• _EXTRAIT PROPOSÉ_
Saumon, (Epicier.) est un vase oblong, terminé aux deux bouts par deux especes d’ouïes de saumon, ce qui lui a donné le nom de saumon ; les Epiciers s’en servent pour fondre la cire de leurs bougies. Voyez les Pl.

Saumon, terme de Plombier, est une espece de bloc ou masse de plomb, qui n’a encore reçu d’autre façon que celle qu’on lui a donnée par la fonte en sortant de la mine ; on l’appelle aussi navettes.

SAUMONÉ, adj. (Gram.) perche qui a la chair rouge en-dedans comme le saumon ; on dit une truite saumonée.

SAUMUR, (Géog. mod.) ville de France en Anjou, dans le Saumurois, sur le bord méridional de la Loire, qu’on y traverse sur un pont de bois, & qui est un passage important, à 10 lieues au sud-est d’Angers, à 16 au sud-ouest de Tours, & à 66 de Paris. Long. suivant Cassini, 17d. 25′. lat. 47d. 15′. 12″.

Saumur étoit autrefois situé sur la riviere de Vienne, qui se jettoit dans la Loire, un peu au-dessus de Saint-Maur. M. de Valois ne donne à cette ville que cinq ou six cens ans d’antiquité ; mais Ménage a prétendu prouver par plusieurs témoignages, qu’elle existoit déjà dès l’an 400, & que pour-lors elle ne consistoit à la vérité que dans le château & dans la rue qui est au-dessus.

L’an 775, Pepin, pere de Charlemagne, fonda à Saumur une église sous l’invocation de saint Jean-Baptiste, laquelle fut ensuite achevée par Pepin, roi d’Aquitaine, son petit-fils, qui y mit des prétendues reliques de saint Jean ; & c’est de cette ancienne église de Saumur, que Saumur est appellée dans quelques chartes Joannisvilla. L’ancien château de Saumur étoit nommé Truncus, le Tronc ; mais il n’étoit pas dans le lieu où est le château d’aujourd’hui.

Foulques de Nere, comte d’Anjou, se rendit maître de cette place en 1026, & l’unit au domaine d’Anjou dont elle fait encore une partie. Elle fut engagée en 1549, à François de Lorraine, duc de Guise, des mains duquel Charles IX. la retira en 1570, moyennant la somme de 64991 livres.

Il y a aujourd’hui à Saumur sénéchaussée, élection, prevôté, grenier à sel, maréchaussée, trois paroisses, quelques couvens, un college dirigé par les peres de l’Oratoire, un gouverneur de la ville, & un lieutenant de roi du château, avec une garnison de cinquante hommes.

L’église de Notre-Dame des Ardillers, & celle de Notre-Dame de Nantillé, sont en grande réputation dans le pays. On voit dans la nef de cette derniere église un tombeau de pierre, sur lequel est couchée la figure d’une femme qui tient deux enfans entre ses bras ; c’est le tombeau de Thiephaine la Magine, nourrice de Marie d’Anjou, née en 1404, & de René, duc d’Anjou, roi de Sicile, qui naquit en 1408. Thiephaine mourut en 1458, & son épitaphe qui est fort plaisante, a été gravée sur son tombeau.

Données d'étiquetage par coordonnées
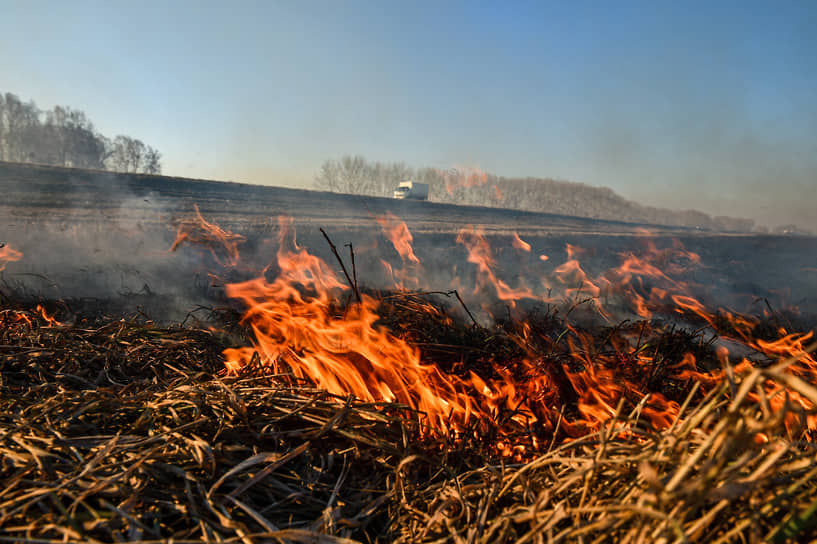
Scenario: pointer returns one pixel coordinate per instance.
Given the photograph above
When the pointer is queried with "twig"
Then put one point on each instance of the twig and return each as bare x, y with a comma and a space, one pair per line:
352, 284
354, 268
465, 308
---
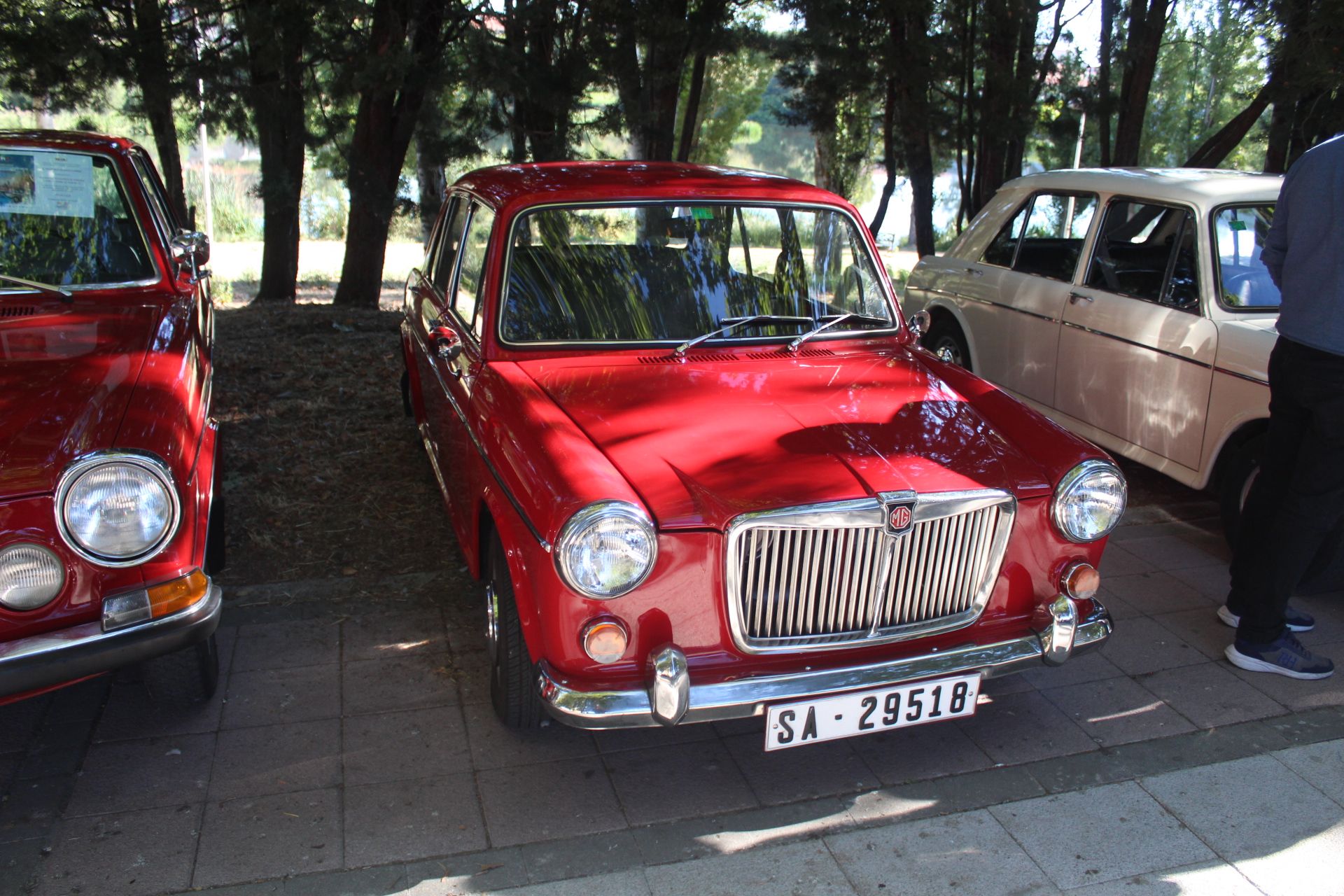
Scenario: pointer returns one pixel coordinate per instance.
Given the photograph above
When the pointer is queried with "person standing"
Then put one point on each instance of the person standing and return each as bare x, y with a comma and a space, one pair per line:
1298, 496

• _CONSIGNE 1_
Relevez chaque ligne des entrées qui contient la chaîne « person ».
• _CONSIGNE 2_
Prolongez l'extrait consacré à Saumur à partir de sa dernière phrase.

• _RÉPONSE RÉDIGÉE 1_
When the pointer is queried with "person standing"
Then put one point on each instance of the person standing and return each as bare x, y with a comma and a space, one pair per line:

• _RÉPONSE RÉDIGÉE 2_
Le château étoit déjà fort dans le dixieme siecle, lorsque Gibaud, comte de Blois, y établit les moines de S. Florent, chassés de leur monastere. Du tems des guerres civiles, Henri IV. étant roi de Navarre, & venant au secours d’Henri III. opprimé par les ligueurs, voulut qu’on lui donnât pour sa sureté Saumur & son château, où il établit pour gouverneur en chef Duplessis-Mornay ; cet homme célebre fit fleurir le calvinisme à Saumur, & y forma une académie de toutes les sciences.

Cette ville n’est plus que l’ombre de ce qu’elle étoit alors ; il y reste à peine cinq mille ames ; cette grande diminution vient de la suppression des temples, du college & de l’académie, qui y attiroit beaucoup de religionnaires étrangers, la population & le commerce. Toutes les fabriques qu’ils y avoient fondées, n’existent plus ; les rafineries de salpètre y

sont tombées ; & le débit des vins, qui étoit autrefois fort grand, a cessé. Le marché de la ville est mediocre, à cause du droit que l’abbêsse de Fontevrault y prend du vingtieme boisseau de blé ; enfin les foires qu’on y tient sont misérables, parce qu’elles ne sont pas franches.

Si Saumur est aujourd’hui dans la décadence, c’est une raison de plus que j’ai de ne pas oublier les noms des personnes illustres dans les lettres, dont elle est la patrie.

Cappel (Louis), qui y est né, a fait paroître dans tous ses ouvrages beaucoup de jugement, de littérature, de critique, & d’érudition. Il est un des premiers qui a démontré invinciblement la nouveauté du point voyelle du texte hébreu ; & il a eu raison d’intituler son ouvrage, arcanum punctuationis revelatum. Sa critica sacra, imprimée à Paris en 1650, fit aussi beaucoup de bruit. Sa chronologie sacrée, & sa description du temple de Salomon, ont été publiées dans les prolégomènes de la Polyglotte d’Angleterre. On a imprimé à Amsterdam en 1689, ses commentaires latins sur le vieux Testament : ce savant homme mourut dans sa patrie en 1658, âgé de 63 ans.

La célebre Anne le Fevre, fille de Tannegui le Fevre, qui épousa M. Dacier, naquit à Saumur en 1651. Après avoir perdu son pere, elle vint à Paris, & donna pour son premier ouvrage les oeuvres de Callimaque, qui furent suivis d’une belle édition de Florus. Sa renommée s’étendit par toute l’Europe, & Christine, reine de Suede, lui en fit faire des complimens par le comte de Konigsmark.

Au commencement de l’année 1683, elle épousa M. L’acier, avec lequel elle avoit été élevée dès sa premiere jeunesse, & tous deux se firent catholiques ; ce changement de religion valut à M. Dacier une pension de quinze cens livres, & à son épouse une de cinq cens. Se trouvant plus à leur aise, ils reprirent leurs travaux littéraires, & M. le duc de Montausier qui les protégeoit de tout son crédit, engagea madame Dacier à travailler aux livres qu’on nomme Dauphins.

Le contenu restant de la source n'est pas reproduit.